Dataset records
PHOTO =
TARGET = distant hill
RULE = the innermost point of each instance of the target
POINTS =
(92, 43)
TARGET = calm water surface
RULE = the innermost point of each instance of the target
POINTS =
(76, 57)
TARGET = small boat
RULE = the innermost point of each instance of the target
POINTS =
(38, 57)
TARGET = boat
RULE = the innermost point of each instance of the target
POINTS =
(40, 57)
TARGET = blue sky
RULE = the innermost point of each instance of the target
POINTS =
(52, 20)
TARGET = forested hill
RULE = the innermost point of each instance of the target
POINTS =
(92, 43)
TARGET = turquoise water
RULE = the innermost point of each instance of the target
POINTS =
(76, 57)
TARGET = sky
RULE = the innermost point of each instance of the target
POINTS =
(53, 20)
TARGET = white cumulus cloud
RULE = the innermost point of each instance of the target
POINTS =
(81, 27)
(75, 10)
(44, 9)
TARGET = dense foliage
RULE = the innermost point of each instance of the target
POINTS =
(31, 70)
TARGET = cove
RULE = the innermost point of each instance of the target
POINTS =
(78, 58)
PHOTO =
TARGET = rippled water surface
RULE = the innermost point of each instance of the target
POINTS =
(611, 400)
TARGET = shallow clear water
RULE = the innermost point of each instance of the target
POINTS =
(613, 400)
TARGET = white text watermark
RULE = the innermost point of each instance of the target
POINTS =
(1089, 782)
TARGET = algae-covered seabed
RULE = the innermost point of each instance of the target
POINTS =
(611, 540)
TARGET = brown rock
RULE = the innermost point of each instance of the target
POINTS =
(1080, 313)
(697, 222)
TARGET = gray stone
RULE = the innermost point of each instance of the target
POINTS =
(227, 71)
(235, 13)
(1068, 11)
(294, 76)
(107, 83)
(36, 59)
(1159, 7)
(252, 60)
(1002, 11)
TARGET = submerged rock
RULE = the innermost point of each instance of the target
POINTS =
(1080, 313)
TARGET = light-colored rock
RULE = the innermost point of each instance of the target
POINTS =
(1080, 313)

---

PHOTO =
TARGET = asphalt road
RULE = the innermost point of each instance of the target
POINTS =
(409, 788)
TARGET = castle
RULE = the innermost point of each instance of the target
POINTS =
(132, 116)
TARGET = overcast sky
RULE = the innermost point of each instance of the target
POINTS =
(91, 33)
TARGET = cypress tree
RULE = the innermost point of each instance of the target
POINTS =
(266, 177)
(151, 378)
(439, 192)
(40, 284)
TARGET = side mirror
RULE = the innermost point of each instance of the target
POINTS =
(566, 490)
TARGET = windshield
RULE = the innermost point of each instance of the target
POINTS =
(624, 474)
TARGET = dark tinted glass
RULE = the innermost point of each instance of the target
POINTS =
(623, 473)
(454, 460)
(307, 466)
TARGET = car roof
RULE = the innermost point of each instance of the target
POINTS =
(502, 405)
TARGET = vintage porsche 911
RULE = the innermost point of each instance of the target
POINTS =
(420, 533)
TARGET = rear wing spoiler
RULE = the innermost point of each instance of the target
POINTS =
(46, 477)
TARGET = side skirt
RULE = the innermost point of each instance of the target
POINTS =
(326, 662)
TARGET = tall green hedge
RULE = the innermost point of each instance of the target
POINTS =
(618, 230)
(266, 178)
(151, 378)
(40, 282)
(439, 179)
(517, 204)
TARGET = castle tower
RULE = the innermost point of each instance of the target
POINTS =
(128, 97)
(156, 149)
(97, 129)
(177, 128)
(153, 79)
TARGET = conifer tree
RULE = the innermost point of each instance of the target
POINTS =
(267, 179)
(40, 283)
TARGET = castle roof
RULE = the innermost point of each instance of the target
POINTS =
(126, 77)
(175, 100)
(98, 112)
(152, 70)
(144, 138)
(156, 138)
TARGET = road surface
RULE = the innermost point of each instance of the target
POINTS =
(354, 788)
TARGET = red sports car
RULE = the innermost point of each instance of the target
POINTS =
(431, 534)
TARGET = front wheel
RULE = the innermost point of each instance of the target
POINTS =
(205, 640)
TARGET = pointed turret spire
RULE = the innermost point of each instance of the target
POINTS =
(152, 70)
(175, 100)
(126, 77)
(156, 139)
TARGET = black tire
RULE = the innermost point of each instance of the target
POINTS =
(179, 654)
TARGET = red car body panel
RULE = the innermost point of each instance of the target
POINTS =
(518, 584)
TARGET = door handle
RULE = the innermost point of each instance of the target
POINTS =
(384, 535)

* * *

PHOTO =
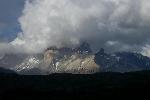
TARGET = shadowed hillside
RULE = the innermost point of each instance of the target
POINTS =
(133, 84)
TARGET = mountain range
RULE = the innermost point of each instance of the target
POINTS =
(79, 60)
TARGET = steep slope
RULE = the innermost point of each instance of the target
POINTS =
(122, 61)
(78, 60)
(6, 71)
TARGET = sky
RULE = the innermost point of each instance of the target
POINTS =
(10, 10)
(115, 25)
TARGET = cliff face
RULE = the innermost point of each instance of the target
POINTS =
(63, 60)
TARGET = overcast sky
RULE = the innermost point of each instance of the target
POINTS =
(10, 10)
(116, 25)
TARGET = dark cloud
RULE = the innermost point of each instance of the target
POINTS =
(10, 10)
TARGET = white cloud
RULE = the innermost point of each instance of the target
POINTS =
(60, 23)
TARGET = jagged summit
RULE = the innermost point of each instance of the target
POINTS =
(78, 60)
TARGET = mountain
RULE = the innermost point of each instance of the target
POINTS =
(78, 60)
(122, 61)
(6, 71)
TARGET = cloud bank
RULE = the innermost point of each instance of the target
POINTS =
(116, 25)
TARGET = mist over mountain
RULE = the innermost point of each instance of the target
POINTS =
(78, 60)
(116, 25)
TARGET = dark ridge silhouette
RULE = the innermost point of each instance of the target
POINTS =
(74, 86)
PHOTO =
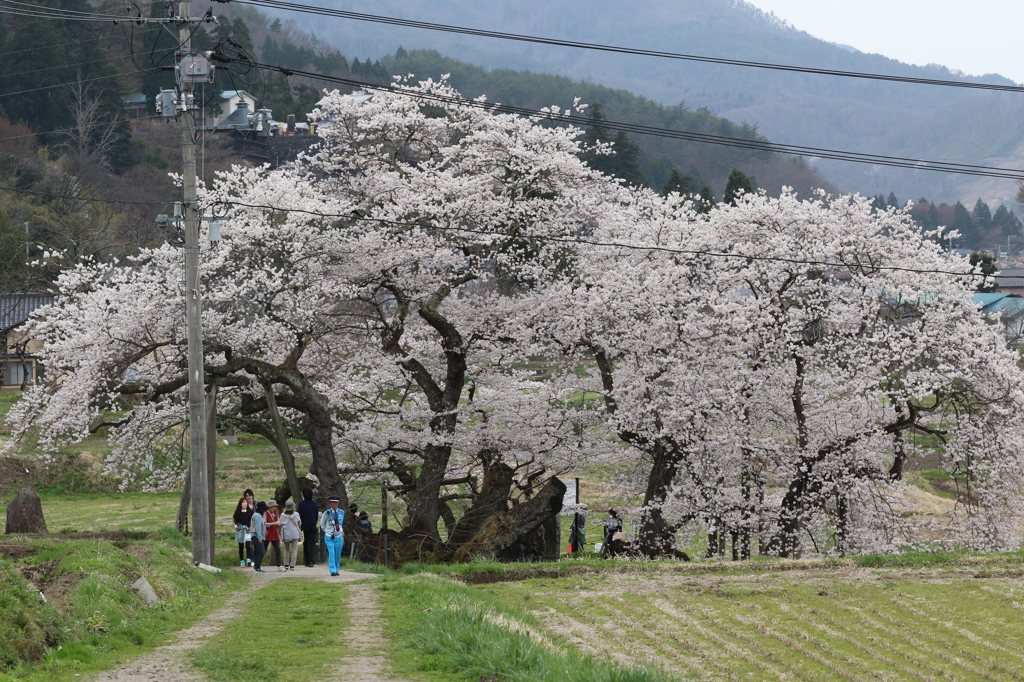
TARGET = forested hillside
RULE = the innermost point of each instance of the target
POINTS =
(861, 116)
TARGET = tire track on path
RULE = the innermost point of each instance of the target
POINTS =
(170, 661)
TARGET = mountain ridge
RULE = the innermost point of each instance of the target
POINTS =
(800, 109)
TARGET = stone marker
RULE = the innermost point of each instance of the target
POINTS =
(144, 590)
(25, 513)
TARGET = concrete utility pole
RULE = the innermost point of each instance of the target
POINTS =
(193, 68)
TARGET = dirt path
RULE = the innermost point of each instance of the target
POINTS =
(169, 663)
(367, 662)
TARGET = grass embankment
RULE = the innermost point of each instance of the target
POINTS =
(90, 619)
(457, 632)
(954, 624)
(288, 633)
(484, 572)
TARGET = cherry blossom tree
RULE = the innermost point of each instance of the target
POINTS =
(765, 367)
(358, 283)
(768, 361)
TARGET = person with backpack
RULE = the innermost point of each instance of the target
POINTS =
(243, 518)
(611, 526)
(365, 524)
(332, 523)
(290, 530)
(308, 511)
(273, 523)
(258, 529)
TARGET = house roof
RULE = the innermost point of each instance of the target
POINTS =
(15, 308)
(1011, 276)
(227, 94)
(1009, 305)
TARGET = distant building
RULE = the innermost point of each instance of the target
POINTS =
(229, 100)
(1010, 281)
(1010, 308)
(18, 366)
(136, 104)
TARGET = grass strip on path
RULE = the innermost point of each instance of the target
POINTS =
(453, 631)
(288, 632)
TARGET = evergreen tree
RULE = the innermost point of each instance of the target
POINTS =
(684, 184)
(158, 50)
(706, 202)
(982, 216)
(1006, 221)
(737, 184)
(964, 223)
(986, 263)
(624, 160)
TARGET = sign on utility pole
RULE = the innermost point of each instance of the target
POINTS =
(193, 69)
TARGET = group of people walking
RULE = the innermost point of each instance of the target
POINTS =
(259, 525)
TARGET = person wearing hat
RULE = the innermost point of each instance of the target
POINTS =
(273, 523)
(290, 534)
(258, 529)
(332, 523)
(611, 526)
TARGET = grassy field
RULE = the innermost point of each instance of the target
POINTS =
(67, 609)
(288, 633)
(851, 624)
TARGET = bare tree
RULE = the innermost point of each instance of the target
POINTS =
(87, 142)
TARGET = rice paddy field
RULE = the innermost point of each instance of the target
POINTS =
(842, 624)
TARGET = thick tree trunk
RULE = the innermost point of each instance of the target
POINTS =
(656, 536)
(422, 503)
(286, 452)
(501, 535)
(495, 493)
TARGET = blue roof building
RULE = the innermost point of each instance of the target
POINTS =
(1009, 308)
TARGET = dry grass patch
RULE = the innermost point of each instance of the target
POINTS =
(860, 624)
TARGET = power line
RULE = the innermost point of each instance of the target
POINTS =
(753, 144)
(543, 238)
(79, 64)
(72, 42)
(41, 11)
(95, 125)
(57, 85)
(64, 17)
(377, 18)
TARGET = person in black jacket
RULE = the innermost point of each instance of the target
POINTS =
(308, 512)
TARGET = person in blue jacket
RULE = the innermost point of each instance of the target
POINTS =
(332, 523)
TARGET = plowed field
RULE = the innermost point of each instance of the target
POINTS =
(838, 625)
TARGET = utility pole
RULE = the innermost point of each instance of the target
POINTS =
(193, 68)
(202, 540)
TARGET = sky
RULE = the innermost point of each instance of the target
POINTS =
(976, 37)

Goal
Which lines of the material contain the string "ridge"? Pick out each of them and copy it in full.

Answer for the task
TARGET = dark ridge silhouette
TARGET = mountain ridge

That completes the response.